• _GIVEN TASK_: Could you transcribe the material below exactly, without leaving out a single line?
━━━ STORED DATA ━━━
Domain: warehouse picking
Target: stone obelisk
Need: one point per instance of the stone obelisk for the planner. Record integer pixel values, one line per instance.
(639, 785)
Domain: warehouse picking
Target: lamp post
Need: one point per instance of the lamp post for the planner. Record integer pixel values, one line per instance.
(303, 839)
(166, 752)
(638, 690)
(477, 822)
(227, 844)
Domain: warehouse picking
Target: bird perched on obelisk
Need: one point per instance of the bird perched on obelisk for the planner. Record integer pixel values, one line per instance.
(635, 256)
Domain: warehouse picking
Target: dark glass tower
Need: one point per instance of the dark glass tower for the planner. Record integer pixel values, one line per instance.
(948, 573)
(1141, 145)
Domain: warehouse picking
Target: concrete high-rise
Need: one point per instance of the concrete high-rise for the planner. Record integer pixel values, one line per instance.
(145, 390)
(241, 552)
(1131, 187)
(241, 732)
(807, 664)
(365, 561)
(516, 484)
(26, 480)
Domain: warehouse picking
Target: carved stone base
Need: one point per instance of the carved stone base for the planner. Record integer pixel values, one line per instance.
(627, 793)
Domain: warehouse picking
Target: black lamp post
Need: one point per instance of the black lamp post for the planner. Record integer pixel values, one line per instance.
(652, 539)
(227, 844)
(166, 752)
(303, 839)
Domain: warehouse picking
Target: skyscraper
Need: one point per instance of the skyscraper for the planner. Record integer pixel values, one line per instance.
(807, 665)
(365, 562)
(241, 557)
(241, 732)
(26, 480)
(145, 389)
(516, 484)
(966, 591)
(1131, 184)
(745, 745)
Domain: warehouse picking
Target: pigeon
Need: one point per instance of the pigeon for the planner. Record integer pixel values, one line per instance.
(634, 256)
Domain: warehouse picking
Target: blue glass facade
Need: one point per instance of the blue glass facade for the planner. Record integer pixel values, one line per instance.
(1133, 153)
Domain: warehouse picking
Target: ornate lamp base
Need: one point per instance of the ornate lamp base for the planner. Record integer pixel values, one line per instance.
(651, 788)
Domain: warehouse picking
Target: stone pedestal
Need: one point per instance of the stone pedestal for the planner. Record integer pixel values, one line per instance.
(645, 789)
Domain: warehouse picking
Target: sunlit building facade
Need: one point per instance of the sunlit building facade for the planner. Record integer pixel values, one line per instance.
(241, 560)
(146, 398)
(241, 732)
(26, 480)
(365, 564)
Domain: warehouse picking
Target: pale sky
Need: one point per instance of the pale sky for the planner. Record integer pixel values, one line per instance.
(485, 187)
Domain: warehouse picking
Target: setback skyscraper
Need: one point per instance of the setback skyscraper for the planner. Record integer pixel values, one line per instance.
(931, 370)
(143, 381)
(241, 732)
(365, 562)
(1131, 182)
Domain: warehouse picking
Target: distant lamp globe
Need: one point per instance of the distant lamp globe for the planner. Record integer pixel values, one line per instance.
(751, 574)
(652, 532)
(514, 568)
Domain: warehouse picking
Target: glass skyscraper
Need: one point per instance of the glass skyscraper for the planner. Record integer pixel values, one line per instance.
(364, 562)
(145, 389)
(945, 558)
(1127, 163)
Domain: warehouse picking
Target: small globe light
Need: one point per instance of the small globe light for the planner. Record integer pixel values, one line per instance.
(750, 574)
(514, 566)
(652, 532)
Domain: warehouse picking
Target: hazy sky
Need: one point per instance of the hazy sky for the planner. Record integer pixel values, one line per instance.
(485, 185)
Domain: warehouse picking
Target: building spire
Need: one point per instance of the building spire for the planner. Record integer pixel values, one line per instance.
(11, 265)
━━━
• _EXERCISE RESPONSE_:
Domain: warehouse picking
Target: stone obelisk
Need: one point per instance of the stone obelisk for the planner. Record integer pixel values, one line per instance.
(639, 785)
Domain: warehouse picking
Target: lamp post
Need: one point per instance of the lamp post for the planner. Record integer pixel values, one line per instance.
(303, 839)
(166, 752)
(638, 690)
(477, 822)
(227, 844)
Domain: warehouse picking
Target: bird perched on obelisk
Need: one point per instance of the bird perched on obelisk for the planner. Record integer pixel values, one line per instance.
(635, 256)
Domain: warehouse picking
Target: dark glass tower
Need: one point per instance of the dark glass tower for the planner. Record integer pixel values, one line per instance.
(948, 573)
(1141, 145)
Domain: warehouse picking
Target: concrete high-rise
Need: one point per instance of the concrete high-rise for the planner. Record integer pixel values, one line per instance.
(145, 390)
(241, 552)
(1131, 187)
(241, 732)
(807, 664)
(365, 561)
(516, 484)
(26, 480)
Domain: warehouse picking
Target: carved stone base
Need: one point per instance of the carved stone base for the planner. Record integer pixel values, one line per instance.
(627, 793)
Domain: warehouse picking
Target: black lamp post
Need: one point per instance of the black lamp post for the planner. Record integer pixel values, one line per instance.
(652, 539)
(227, 844)
(166, 752)
(303, 839)
Domain: warehouse picking
Target: skyscraper
Need: one point per instance of the skyscraper for the planner. Record integer pixel values, one line per instance.
(807, 665)
(365, 562)
(241, 557)
(241, 732)
(26, 480)
(145, 389)
(516, 484)
(966, 591)
(1131, 184)
(745, 745)
Domain: warehouse picking
Target: pigeon
Need: one point per instance of the pigeon for the planner. Record integer pixel values, one line per instance.
(634, 256)
Domain: warehouse picking
Target: blue glass facade
Need: one point per instance of the blue glass facade for the planner. Record integer pixel values, one line per instance.
(1133, 153)
Domain: warehouse picking
Target: ornate lamp base
Need: one point per instance of the ornate lamp base for the planner. Record integer pixel values, one line per instance.
(651, 788)
Domain: warehouse picking
Target: stone pedestal
Need: one point per instance of the stone pedestal for the planner. Record integer pixel values, one line per instance.
(645, 789)
Domain: warehouse picking
Target: sunlit building facade
Need: one point per instance of the sunlit building facade for the planner. Record integer pixel values, one line per instance.
(241, 560)
(146, 398)
(241, 732)
(26, 480)
(365, 564)
Domain: warehouse picking
Target: pale sky
Need: one point per instance of the pale sky for the planner. Record integer pixel values, one line per instance.
(485, 187)
Domain: warehouse picking
Target: setback skyscraper
Need: one point per instance of the setback skyscraper for the planner. Record integer pixel values, one line per instance.
(931, 370)
(143, 381)
(241, 732)
(365, 562)
(1131, 182)
Domain: warehouse picking
Target: distant lamp globe
Need: one point per instance of the distant lamp globe for the planner. Record integer pixel values, one line per instance.
(751, 574)
(652, 532)
(514, 568)
Domain: warehouse picking
Target: glass skyscraper
Need: one point per instance of the glass skyscraper for the planner. Record integer pixel values, one line per instance.
(364, 562)
(145, 389)
(945, 558)
(1127, 163)
Domain: warehouse picking
Target: small globe light
Need: one point per instance of the small globe light for the planner. Record integer pixel values, one line per instance.
(750, 574)
(514, 566)
(652, 532)
Domain: warehouse picking
Target: hazy sky
Need: one point per instance of the hazy sky for the planner. Record integer pixel values, one line per instance.
(485, 185)
Domain: warehouse picking
Target: building spire
Need: one point per instance of the building spire for the planner. Record integer pixel values, one line per instance.
(11, 265)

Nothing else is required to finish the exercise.